TEXT FOR ANALYSIS:
Review of the week: So much for summer

​The UK went backwards in the second quarter as businesses trod water ahead of the Brexit deadline. Our chief investment officer, Julian Chillingworth, ponders what it means for interest rates.

12 August 2019

UK GDP growth was negative for the first time in seven years. Economic output dropped 0.2% in the second quarter; it was forecast to come in exactly flat (0%).

Industrial output slumped by a magnitude not seen since 2012. Car manufacturing was particularly grim, which shouldn’t be too much of a surprise given a rash of staff cuts and shuttered production lines this year. Construction activity dropped as well and services were weak. Household spending is still growing, but at a slower rate than earlier in the year.

The shock fall in GDP sent the pound tumbling yet lower and increases the chance of a UK recession this year (two quarters of negative growth). The pound is incredibly weak which puts upward pressure on inflation and the cost of imports. A survey by the Bank of England (BoE) suggests firms aren’t planning a preparatory splurge to get their houses in order before the Halloween Brexit deadline either. It seems that (mostly large) businesses got themselves ready before the last, lapsed, deadlines. Smaller businesses, in the main, haven’t done a thing and likely won’t until Brexit hits them in the face.

APPLY WHAT YOU READ:
1: Change "flat" to "unchanged" in the economic review's passage starting at "UK GDP growth" and ending at "exactly flat (0%).", and write out the whole passage.
2: Go on with the review of the UK economy beyond its final sentence.
The listing is separate material with no connection to the economic review.

GIVEN DATA:
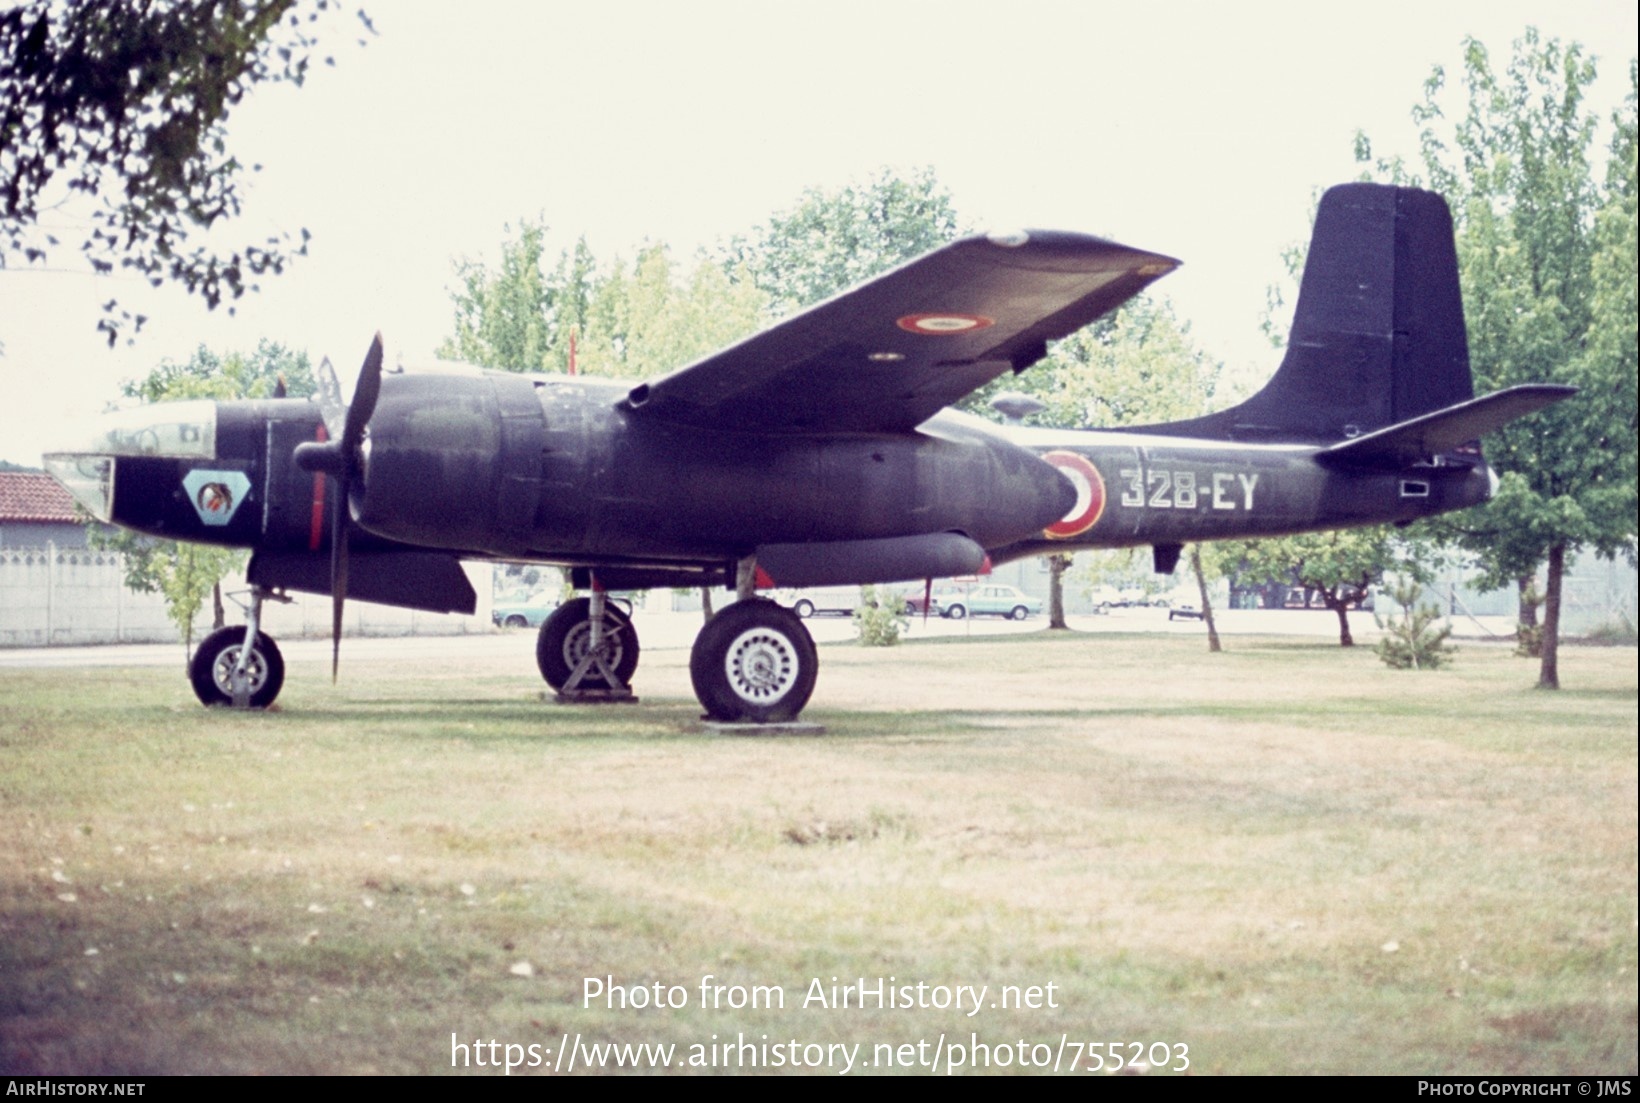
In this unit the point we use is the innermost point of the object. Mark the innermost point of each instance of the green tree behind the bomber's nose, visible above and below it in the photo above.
(186, 574)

OUTPUTS IN ORDER:
1:
UK GDP growth was negative for the first time in seven years. Economic output dropped 0.2% in the second quarter; it was forecast to come in exactly unchanged (0%).

2:
So not much chance of a third-quarter pick-up in business activity to stave off a recession then. Households are beginning to creak too. Mortgage repossessions have risen recently, an unusual phenomenon when wages are increasing and unemployment is falling. Year-on-year GDP growth has now dipped below the BoE’s estimate of the UK’s sustainable long-term expansion of 1.5%, which means another rate cut is on the table regardless of Brexit. Whether that would do any good is a matter of debate in economic circles, however.

That hasn’t stopped Asia-Pacific central banks from slashing interest rates in the face of the latest trade scuffle between China and America. India, New Zealand and Thailand all cut rates by more than expected in the aftermath of the fall in the renminbi.

As global growth frays, central bankers are hunkering down. But they are running preciously low on ammo. They must be praying that the little interest rate room they have left can actually make a difference.I

Index

1 week

3 months

6 months

1 year

FTSE All-Share

-1.4%

1.5%

5.4%

-2.8%

FTSE 100

-1.6%

1.9%

5.7%

-2.1%

FTSE 250

-0.8%

-0.2%

4.2%

-5.5%

FTSE SmallCap

-0.7%

-1.7%

2.7%

-4.8%

S&P 500

-0.1%

10.0%

16.3%

10.5%

Euro Stoxx

-0.2%

7.9%

14.5%

-0.3%

Topix

-0.8%

8.6%

10.2%

-1.0%

Shanghai SE

-4.5%

1.5%

9.7%

2.4%

FTSE Emerging

-1.6%

5.3%

5.9%

2.5%

 

Source: FE Analytics, data sterling total return to 9 August

Trouble brewing

It’s power grab time in the East.

China is leaning on island neighbour Taiwan as protests in Hong Kong against mainland Chinese influence flow into their tenth week. Meanwhile, India has revoked the autonomy of Kashmir, an embattled Muslim province in the nation’s north.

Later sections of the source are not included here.